[Data extracted from a collection]
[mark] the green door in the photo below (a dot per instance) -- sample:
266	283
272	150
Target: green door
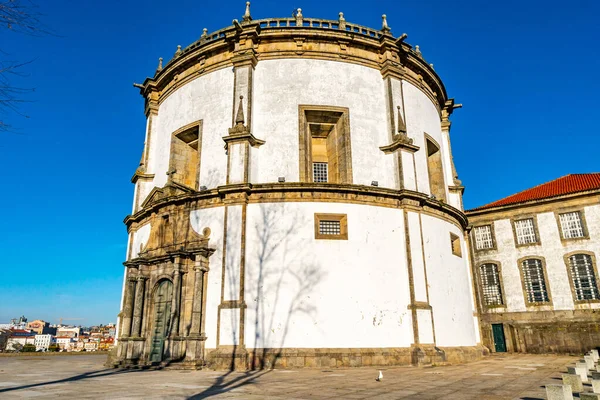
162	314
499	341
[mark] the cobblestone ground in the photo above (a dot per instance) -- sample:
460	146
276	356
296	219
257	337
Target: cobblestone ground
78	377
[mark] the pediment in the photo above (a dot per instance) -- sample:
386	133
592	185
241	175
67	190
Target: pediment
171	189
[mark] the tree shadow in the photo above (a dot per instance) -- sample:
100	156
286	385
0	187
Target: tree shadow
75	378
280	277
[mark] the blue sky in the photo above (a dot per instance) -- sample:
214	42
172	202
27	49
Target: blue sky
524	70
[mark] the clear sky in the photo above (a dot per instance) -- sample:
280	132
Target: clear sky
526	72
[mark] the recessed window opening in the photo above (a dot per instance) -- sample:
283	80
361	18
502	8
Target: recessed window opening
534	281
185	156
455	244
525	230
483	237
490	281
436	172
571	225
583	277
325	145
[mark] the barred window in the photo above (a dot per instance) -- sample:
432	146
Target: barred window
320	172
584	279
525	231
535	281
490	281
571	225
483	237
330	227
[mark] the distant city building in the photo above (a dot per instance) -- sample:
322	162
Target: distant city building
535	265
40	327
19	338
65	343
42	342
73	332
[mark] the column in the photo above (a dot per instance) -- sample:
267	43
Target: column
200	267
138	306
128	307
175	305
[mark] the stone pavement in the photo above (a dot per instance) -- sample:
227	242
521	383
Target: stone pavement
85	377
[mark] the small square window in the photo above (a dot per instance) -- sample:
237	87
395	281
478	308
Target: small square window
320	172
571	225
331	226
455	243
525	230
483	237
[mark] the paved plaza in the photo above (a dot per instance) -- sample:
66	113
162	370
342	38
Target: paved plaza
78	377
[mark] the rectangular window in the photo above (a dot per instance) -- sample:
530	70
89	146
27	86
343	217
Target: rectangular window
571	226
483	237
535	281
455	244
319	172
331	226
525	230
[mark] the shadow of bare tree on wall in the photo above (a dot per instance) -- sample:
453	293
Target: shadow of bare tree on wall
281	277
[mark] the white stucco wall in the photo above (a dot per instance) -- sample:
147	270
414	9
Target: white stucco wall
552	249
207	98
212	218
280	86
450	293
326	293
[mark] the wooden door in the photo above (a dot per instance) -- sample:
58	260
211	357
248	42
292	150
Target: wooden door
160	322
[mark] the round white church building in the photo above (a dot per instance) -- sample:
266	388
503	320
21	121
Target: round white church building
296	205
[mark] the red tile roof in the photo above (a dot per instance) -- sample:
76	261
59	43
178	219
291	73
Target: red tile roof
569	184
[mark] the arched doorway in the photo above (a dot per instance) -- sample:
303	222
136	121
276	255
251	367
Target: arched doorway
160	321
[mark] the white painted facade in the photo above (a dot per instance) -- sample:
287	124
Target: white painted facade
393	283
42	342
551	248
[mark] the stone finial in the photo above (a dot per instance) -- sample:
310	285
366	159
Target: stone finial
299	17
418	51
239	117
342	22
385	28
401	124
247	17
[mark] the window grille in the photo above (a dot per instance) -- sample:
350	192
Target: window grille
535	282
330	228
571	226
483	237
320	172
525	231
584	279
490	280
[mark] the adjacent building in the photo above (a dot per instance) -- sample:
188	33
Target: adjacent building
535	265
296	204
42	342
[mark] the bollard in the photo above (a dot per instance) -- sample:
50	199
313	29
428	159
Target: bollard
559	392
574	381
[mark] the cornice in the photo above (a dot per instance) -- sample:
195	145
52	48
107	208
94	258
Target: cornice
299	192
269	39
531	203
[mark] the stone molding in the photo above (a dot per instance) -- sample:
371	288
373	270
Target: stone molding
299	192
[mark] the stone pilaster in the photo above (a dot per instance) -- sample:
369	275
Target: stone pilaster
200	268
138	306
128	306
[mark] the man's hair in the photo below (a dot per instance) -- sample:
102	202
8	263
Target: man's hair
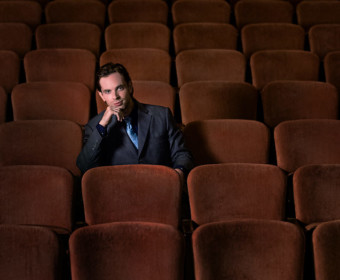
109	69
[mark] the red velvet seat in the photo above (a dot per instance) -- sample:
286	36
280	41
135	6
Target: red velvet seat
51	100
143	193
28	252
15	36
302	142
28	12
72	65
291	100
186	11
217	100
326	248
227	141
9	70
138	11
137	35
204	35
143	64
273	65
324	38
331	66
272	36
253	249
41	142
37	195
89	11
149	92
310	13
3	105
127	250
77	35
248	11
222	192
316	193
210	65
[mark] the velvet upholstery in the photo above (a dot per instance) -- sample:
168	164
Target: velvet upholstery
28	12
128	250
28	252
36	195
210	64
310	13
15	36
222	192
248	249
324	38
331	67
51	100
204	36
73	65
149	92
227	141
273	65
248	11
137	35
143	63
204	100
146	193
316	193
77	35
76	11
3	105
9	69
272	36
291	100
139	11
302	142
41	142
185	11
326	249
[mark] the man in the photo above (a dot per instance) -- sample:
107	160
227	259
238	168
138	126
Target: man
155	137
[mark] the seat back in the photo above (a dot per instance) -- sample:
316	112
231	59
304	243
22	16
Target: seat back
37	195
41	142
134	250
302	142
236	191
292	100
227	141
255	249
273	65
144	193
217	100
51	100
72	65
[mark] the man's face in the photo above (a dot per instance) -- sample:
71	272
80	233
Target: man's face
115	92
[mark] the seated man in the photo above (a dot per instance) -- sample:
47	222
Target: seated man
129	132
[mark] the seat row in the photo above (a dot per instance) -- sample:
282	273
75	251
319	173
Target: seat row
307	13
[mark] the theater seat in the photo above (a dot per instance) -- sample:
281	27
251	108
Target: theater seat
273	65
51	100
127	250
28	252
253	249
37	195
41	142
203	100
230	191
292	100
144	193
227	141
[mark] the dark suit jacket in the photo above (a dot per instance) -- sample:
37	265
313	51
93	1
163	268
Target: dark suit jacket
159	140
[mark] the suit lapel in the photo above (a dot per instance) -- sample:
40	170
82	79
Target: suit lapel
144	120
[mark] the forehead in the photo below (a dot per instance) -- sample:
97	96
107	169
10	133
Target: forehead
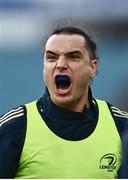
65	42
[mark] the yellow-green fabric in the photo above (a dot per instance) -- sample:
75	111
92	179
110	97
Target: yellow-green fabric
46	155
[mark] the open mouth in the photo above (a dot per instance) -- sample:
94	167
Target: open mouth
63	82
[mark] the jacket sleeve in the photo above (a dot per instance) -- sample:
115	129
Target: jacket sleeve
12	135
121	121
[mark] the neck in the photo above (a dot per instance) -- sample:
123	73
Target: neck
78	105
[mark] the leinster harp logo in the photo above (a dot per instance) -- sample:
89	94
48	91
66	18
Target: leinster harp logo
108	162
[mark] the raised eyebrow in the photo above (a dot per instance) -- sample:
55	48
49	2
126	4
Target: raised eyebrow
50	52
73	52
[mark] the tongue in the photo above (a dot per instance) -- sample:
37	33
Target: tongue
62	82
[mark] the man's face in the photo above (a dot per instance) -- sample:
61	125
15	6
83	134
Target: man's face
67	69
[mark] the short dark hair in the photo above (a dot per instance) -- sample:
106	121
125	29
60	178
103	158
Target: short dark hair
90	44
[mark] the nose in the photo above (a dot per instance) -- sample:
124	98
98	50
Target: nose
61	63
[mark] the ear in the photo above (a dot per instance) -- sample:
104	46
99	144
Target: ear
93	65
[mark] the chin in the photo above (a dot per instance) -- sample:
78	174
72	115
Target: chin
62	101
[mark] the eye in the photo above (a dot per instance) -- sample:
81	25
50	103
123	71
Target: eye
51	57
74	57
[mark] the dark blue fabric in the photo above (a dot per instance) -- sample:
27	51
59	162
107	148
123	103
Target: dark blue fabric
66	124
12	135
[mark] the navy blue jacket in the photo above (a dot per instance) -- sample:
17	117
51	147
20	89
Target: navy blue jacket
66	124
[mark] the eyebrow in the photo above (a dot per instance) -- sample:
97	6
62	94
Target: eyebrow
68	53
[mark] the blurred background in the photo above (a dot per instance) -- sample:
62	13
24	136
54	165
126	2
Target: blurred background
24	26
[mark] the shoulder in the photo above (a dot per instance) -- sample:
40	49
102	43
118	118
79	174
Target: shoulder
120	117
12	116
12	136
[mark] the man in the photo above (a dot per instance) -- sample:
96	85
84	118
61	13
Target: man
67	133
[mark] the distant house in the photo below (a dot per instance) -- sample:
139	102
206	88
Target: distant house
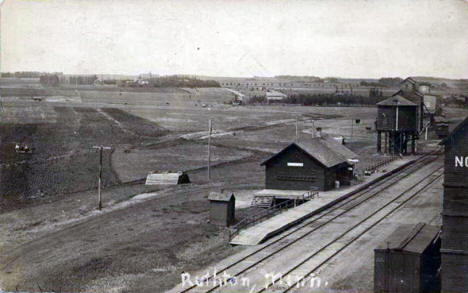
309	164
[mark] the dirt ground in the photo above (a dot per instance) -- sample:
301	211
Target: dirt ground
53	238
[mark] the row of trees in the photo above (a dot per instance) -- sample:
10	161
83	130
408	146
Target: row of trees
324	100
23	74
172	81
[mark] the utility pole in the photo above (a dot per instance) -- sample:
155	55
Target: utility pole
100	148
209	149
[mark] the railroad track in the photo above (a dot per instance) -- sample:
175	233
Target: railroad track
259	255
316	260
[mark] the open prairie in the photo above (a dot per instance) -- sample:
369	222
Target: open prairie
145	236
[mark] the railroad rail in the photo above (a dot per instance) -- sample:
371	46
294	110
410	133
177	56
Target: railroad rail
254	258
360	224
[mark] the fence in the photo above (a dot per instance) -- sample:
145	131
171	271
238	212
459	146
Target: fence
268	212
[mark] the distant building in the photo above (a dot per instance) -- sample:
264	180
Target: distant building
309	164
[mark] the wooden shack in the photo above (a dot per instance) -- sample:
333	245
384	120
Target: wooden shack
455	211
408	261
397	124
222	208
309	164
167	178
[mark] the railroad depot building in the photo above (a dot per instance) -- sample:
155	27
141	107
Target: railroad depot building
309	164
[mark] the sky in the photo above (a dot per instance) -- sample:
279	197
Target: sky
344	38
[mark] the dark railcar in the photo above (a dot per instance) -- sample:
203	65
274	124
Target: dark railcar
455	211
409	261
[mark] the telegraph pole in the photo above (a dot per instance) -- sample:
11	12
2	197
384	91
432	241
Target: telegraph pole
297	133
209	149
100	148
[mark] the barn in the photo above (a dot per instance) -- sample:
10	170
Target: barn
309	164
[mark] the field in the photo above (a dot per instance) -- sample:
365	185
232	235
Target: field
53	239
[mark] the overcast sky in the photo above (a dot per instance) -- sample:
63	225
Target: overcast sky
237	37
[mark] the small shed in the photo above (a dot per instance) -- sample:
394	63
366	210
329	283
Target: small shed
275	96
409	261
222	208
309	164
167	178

---

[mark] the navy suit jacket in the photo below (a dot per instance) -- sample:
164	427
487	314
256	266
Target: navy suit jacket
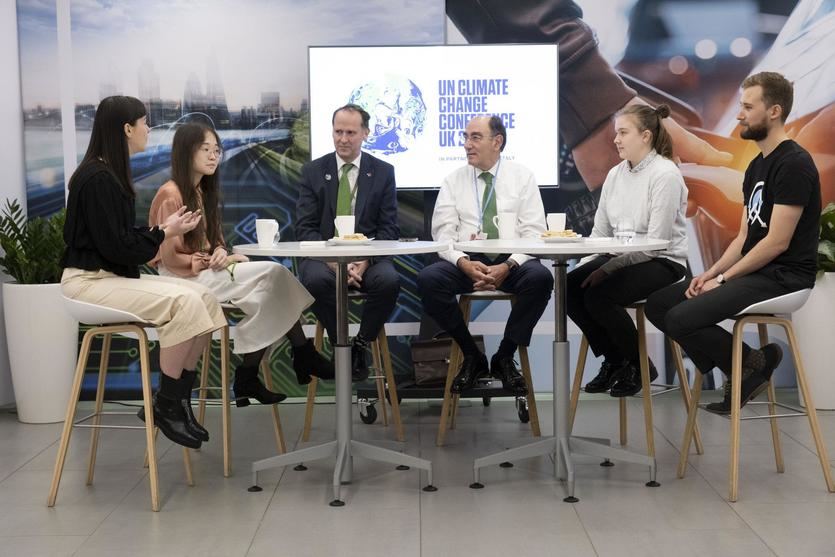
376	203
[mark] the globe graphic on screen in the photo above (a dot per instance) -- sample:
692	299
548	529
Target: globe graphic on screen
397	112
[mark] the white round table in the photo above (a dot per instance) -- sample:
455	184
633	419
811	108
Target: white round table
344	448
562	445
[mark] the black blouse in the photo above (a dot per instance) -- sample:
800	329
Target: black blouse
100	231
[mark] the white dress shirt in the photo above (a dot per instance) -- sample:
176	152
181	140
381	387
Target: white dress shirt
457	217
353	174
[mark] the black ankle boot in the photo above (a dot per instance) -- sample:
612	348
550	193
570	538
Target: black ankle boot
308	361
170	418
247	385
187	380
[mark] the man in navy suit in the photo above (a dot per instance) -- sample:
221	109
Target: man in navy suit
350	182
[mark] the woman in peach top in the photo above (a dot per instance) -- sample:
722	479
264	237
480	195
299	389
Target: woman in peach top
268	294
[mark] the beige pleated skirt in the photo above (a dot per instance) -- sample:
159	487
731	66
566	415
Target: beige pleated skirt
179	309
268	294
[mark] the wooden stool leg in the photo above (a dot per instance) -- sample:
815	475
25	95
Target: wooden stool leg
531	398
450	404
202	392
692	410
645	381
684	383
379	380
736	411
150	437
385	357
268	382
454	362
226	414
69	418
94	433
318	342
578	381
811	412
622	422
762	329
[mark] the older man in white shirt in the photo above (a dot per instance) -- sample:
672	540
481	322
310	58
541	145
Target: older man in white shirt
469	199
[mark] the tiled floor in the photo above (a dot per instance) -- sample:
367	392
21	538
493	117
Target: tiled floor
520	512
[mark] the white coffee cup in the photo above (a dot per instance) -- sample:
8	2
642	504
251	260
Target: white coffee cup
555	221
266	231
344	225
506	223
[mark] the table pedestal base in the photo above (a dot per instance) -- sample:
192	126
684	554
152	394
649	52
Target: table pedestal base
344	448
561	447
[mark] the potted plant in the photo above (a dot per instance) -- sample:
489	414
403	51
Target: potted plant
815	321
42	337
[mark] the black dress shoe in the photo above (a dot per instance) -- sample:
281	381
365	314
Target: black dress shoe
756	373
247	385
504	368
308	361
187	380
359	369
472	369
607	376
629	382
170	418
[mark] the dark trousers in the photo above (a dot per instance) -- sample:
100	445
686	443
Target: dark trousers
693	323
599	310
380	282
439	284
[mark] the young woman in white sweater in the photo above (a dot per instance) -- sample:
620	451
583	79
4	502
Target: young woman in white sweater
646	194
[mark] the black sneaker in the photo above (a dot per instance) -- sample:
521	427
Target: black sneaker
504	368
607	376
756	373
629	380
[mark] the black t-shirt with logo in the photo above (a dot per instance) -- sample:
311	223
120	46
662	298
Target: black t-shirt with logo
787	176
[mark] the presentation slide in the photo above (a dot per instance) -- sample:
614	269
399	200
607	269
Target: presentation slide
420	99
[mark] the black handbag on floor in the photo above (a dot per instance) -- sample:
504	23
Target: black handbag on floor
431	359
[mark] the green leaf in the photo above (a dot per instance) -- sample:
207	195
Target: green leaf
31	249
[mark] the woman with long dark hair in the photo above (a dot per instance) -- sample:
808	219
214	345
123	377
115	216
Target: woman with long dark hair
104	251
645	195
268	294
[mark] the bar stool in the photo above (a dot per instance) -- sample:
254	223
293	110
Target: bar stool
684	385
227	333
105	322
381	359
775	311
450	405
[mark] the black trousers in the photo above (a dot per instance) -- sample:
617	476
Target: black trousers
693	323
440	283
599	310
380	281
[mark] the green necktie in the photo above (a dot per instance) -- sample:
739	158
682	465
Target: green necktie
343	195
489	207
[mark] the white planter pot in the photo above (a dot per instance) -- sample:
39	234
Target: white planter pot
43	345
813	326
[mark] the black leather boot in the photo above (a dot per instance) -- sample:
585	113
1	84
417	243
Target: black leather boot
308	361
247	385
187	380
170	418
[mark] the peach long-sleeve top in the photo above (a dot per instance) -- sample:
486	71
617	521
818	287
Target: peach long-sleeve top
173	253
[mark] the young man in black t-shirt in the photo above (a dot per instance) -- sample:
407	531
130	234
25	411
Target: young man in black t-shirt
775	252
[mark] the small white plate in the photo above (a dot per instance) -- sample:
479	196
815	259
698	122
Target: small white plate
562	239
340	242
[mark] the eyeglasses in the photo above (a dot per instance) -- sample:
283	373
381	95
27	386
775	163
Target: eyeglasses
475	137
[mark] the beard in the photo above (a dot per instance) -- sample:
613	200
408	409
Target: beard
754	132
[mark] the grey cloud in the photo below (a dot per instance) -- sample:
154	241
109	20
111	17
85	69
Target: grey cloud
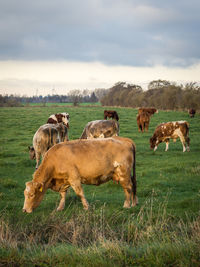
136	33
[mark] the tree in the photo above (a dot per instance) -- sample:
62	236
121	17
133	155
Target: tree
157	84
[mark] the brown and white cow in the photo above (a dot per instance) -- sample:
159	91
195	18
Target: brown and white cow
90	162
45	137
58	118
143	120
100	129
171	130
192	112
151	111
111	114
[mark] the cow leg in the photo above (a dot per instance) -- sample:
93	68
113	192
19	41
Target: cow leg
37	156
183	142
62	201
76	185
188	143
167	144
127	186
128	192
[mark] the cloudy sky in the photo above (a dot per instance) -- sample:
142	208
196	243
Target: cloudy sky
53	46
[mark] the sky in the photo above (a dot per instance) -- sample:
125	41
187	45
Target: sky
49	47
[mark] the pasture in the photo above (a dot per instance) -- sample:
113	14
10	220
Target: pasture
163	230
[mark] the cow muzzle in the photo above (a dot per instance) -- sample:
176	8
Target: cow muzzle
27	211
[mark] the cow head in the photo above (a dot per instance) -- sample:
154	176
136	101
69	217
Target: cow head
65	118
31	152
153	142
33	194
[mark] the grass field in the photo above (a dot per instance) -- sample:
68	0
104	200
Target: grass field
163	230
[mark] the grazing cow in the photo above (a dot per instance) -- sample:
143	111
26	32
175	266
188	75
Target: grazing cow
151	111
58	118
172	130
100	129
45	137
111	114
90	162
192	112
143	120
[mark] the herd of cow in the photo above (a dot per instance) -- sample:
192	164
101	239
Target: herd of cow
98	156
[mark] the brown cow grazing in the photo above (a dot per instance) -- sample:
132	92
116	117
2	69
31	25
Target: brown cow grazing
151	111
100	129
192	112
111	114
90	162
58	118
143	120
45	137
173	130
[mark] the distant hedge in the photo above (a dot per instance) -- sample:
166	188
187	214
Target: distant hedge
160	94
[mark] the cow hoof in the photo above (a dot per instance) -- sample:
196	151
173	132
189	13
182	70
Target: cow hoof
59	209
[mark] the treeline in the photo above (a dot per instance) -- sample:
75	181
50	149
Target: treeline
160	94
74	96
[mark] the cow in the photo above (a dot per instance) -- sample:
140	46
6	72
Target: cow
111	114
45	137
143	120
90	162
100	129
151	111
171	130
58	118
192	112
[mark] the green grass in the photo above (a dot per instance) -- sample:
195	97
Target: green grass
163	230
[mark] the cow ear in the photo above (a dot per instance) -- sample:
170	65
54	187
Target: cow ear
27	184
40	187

* * *

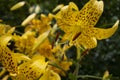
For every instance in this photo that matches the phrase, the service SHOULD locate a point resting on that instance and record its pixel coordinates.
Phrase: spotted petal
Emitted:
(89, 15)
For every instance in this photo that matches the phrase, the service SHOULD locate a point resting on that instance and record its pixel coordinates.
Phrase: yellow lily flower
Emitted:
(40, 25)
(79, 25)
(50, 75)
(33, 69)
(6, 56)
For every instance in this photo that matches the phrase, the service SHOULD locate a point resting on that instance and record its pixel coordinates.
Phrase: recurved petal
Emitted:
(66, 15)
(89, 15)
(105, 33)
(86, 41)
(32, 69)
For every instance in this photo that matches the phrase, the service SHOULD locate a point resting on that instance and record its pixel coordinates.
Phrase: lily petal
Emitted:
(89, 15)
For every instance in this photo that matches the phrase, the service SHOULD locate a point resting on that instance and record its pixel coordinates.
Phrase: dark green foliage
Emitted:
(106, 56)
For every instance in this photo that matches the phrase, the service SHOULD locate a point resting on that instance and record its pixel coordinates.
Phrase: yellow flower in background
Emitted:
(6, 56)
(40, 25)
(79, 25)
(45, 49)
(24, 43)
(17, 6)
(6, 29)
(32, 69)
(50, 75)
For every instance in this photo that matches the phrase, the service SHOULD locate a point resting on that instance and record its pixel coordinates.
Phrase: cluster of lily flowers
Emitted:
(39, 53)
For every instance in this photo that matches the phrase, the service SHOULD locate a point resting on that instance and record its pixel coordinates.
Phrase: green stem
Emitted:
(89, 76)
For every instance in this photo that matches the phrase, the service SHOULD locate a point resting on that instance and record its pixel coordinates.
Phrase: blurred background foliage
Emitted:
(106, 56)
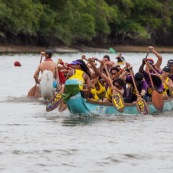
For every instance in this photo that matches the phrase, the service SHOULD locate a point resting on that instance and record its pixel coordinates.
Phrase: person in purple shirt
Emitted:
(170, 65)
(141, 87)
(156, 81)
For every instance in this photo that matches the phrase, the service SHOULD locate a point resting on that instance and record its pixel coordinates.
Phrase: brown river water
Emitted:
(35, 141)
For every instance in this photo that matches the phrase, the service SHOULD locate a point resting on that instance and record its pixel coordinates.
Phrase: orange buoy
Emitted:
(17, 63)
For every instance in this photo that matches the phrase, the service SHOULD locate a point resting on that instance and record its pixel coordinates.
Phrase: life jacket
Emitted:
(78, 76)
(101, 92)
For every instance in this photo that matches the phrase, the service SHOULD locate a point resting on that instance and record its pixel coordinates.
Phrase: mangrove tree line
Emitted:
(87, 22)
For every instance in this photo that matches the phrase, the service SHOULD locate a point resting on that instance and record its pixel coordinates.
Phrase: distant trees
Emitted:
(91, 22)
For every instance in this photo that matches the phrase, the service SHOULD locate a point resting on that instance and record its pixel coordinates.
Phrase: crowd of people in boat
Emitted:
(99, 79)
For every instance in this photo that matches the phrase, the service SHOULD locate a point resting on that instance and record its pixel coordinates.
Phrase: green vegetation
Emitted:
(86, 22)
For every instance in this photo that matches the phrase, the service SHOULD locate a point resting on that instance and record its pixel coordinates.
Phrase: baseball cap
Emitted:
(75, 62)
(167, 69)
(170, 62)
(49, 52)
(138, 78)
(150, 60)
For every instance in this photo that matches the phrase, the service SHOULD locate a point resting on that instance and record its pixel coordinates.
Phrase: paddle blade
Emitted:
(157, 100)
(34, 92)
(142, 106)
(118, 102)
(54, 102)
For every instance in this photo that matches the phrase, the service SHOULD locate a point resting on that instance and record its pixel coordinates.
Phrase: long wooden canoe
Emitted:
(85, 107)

# Required task:
Report how many lines of the entries above contain the word "pedestal", giving only the number.

# Exercise result:
2